#### ENTRIES SUPPLIED ####

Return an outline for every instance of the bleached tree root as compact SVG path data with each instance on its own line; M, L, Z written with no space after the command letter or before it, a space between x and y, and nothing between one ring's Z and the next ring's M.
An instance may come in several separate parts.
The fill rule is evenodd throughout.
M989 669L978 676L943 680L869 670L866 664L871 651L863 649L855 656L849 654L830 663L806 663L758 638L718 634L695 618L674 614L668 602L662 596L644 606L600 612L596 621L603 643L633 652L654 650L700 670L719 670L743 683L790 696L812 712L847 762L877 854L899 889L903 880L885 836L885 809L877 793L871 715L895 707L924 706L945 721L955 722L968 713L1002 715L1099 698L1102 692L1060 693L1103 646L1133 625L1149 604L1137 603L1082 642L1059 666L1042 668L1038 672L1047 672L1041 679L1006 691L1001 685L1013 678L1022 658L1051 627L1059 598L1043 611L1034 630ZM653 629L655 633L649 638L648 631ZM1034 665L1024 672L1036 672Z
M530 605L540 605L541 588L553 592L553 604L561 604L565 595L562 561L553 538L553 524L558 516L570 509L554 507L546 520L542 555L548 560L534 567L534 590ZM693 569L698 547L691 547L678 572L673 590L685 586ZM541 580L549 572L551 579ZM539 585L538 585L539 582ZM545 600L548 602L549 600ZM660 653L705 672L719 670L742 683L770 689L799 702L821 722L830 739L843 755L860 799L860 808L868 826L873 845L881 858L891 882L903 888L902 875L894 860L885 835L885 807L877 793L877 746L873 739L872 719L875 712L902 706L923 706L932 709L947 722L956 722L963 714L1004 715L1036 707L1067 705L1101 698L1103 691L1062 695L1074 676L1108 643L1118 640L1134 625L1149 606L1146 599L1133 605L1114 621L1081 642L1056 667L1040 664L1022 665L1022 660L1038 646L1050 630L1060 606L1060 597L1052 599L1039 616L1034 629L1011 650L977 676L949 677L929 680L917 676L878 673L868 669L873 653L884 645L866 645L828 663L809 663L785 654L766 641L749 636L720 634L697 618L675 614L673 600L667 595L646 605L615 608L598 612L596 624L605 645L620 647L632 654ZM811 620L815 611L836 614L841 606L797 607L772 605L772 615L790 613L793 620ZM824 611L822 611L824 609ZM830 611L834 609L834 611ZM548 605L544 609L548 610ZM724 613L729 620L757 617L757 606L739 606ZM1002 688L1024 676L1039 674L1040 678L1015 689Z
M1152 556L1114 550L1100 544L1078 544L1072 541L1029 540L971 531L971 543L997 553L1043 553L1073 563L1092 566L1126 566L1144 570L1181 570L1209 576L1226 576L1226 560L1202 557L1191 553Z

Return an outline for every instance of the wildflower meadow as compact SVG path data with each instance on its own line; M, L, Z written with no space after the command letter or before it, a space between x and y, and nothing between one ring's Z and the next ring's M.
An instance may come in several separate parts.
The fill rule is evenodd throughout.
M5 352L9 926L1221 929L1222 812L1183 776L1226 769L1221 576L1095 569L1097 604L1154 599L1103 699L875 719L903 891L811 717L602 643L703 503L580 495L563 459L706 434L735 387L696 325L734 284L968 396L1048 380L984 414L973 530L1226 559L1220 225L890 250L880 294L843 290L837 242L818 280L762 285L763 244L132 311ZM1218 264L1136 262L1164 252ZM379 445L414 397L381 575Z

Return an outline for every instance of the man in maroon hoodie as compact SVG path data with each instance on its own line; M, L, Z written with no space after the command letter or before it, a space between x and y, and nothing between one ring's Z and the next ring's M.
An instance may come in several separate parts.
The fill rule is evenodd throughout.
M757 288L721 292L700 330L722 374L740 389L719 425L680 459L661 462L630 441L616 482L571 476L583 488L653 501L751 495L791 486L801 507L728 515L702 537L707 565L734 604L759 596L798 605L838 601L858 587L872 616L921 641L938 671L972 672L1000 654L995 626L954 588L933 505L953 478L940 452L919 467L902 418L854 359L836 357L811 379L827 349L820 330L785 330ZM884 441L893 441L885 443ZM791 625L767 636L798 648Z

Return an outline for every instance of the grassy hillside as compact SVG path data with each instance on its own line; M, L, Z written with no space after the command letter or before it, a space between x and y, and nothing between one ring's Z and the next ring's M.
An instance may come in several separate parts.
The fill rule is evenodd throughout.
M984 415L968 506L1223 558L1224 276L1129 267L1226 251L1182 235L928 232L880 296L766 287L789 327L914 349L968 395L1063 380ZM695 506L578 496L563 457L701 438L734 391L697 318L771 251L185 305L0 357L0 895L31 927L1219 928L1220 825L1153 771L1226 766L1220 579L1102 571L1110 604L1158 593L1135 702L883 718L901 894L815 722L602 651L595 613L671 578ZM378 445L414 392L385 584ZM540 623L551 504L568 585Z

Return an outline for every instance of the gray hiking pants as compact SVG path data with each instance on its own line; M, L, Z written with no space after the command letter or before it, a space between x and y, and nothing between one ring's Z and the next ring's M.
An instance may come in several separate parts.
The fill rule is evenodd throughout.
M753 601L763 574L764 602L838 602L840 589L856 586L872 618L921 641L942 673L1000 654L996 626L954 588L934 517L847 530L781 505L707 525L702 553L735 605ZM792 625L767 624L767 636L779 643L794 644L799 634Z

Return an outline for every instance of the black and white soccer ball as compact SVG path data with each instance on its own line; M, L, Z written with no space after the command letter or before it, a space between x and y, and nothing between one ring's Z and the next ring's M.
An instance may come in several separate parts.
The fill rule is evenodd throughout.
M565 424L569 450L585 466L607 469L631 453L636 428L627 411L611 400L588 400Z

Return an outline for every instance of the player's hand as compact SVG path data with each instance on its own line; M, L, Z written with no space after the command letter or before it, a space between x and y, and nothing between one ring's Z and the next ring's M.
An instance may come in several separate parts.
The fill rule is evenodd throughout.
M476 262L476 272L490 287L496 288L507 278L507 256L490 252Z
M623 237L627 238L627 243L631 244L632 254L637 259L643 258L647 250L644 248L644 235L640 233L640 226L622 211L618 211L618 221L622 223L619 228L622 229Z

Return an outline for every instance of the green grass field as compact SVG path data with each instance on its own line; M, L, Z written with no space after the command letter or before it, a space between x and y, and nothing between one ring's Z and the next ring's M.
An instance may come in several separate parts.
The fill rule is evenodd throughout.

####

- WHAT TO DO: Once more, write out the records in full, exactly as they appear.

- RESULT:
Return an outline for every instance of the bleached tree root as compact SVG path data with each instance on its own line; M, L, Z written with no space after the command letter or before it, a space between x and y, and nothing between one ring's Z and the next ring's M.
An instance may come in several separate parts.
The fill rule is evenodd throughout.
M989 669L978 676L943 680L869 670L866 664L871 651L863 649L855 656L849 654L830 663L806 663L758 638L718 634L695 618L674 614L668 602L662 596L644 606L600 612L596 621L603 643L633 652L654 650L700 670L719 670L743 683L790 696L812 712L847 762L877 854L899 889L903 880L885 836L885 809L877 793L871 715L895 707L924 706L945 721L955 722L968 713L1002 715L1099 698L1102 692L1060 693L1103 646L1133 625L1149 604L1137 603L1082 642L1059 666L1042 668L1038 672L1047 672L1041 679L1006 691L1001 685L1013 678L1022 658L1051 627L1059 598L1043 611L1034 630ZM653 629L655 633L649 638L648 631ZM1034 665L1024 672L1036 672Z
M530 605L540 605L541 588L553 592L553 604L561 604L565 595L562 561L553 538L553 524L558 516L570 509L554 507L546 520L542 555L548 560L534 567L534 590ZM693 569L698 547L691 547L678 572L673 590L685 586ZM541 580L549 572L551 579ZM539 585L538 585L539 582ZM545 600L548 602L549 600ZM660 653L705 672L719 670L742 683L770 689L799 702L821 722L830 739L843 755L860 799L860 808L868 826L873 845L881 858L891 882L903 888L902 875L894 860L885 835L885 807L877 793L877 746L873 739L872 719L875 712L902 706L923 706L932 709L947 722L956 722L963 714L1004 715L1036 707L1067 705L1101 698L1103 691L1062 695L1074 676L1108 643L1118 640L1134 625L1149 606L1146 599L1133 605L1114 621L1081 642L1056 667L1040 664L1022 665L1022 660L1038 646L1050 630L1060 606L1060 597L1052 599L1039 616L1034 629L1011 650L977 676L949 677L929 680L917 676L878 673L868 669L873 653L884 645L866 645L828 663L809 663L785 654L766 641L749 636L720 634L697 618L675 614L673 600L667 595L646 605L615 608L598 612L596 624L605 645L620 647L632 654ZM811 620L815 611L836 614L841 606L797 607L772 605L772 615L790 613L793 620ZM824 611L822 611L824 609ZM830 611L834 609L834 611ZM548 605L544 609L548 610ZM724 613L729 620L757 617L757 606L739 606ZM1002 688L1024 676L1039 674L1040 678L1015 689Z
M1152 556L1114 550L1100 544L1078 544L1072 541L1029 540L971 531L971 543L997 553L1043 553L1073 563L1092 566L1126 566L1144 570L1181 570L1209 576L1226 576L1226 560L1202 557L1191 553Z

Return an outline for every instance of the wildflower meadow as compact SVG path data with each instance on its own line; M, L, Z written with no space after the command letter or before it, a space between x and y, and nothing between one ring's Z and the next ring's M.
An instance may come in several separate parts.
The fill rule is evenodd throughout.
M5 352L9 926L1221 929L1222 812L1183 776L1226 769L1221 576L1095 569L1097 604L1154 599L1103 699L875 719L903 891L811 717L602 643L703 503L580 495L563 459L706 434L735 387L696 325L734 284L968 396L1048 380L984 414L973 530L1226 559L1220 225L890 250L880 294L843 290L837 242L818 280L762 285L763 244L132 311ZM1218 264L1136 262L1164 252ZM379 445L414 397L381 575Z

Return an outline for every instance of the man in maroon hoodie as compact SVG path data with each instance on its own line; M, L, Z written with no space after the command letter or before it, a space between x and y, and nothing between one ring's Z and the next ring's M.
An instance may come in several separate parts.
The fill rule is evenodd throughout.
M757 288L721 292L700 330L722 374L740 389L719 425L680 459L661 462L630 441L616 482L571 476L583 488L653 501L751 495L791 486L801 507L728 515L702 537L707 565L734 604L759 596L798 605L838 601L858 587L872 616L921 641L938 671L972 672L1000 654L995 626L954 588L933 505L953 478L940 452L919 467L902 418L854 359L836 357L811 379L827 349L820 330L785 330ZM884 441L893 441L885 443ZM791 625L767 636L798 648Z

Return an outline for every instance of the grassy hillside as compact SVG path data with each instance on its own line; M, L, Z written with no space after the command letter or before it, a space between x and y, and nothing between one ring's Z and the next ring's M.
An instance may come in several separate parts.
The fill rule is evenodd throughout.
M984 415L968 506L1223 558L1224 276L1129 267L1226 251L1182 235L928 232L880 296L766 287L789 327L914 349L968 395L1063 380ZM695 506L578 496L563 457L701 438L734 391L697 318L771 251L185 305L0 357L0 895L31 927L1219 928L1220 825L1153 771L1226 766L1220 579L1102 571L1110 604L1158 593L1135 702L883 718L901 894L815 722L602 651L595 613L671 578ZM378 445L414 392L385 584ZM540 623L551 504L568 585Z

Return an outline for every instance of the gray hiking pants as compact SVG path data with each instance on its own line; M, L, Z written with no space after the command letter or before it, a space between x and y, and nothing between one ring's Z and the next ring's M.
An instance may come in several separate parts.
The fill rule is evenodd throughout.
M753 601L763 574L764 602L838 602L840 589L856 586L872 618L921 641L942 673L1000 654L996 626L954 588L934 517L847 530L781 505L707 525L702 553L735 605ZM792 625L767 624L767 636L779 643L794 644L799 634Z

Return an outline for every instance of the black and white soccer ball as compact SVG path data with each instance on its own line; M, L, Z written with no space after the command letter or before it, a space between x and y, and nothing between one ring's Z and the next ring's M.
An instance may come in several separate parts.
The fill rule is evenodd throughout.
M565 424L569 450L585 466L607 469L631 453L636 428L627 411L611 400L588 400Z

Return an outline for every instance of the player's hand as compact SVG path data with each instance on its own line; M, L, Z written with no space after the command letter or before it, a space between x and y, and nothing between one ring's Z and the next ring's M.
An instance may come in several separate parts.
The fill rule is evenodd throughout.
M476 262L476 272L490 287L496 288L507 278L507 256L490 252Z
M623 237L627 238L627 243L631 244L632 254L637 259L643 258L647 250L644 248L644 235L640 233L640 226L622 211L618 211L618 221L622 223L619 228L622 229Z

Return an outline for every instance of the green grass field as compact SVG path data with each instance on its own line; M, L, Z written with no space after the command letter or before it, a space between x and y, and nothing between one ring's Z and the next ring's M.
An instance may come in several separate parts.
The fill rule is evenodd throughout.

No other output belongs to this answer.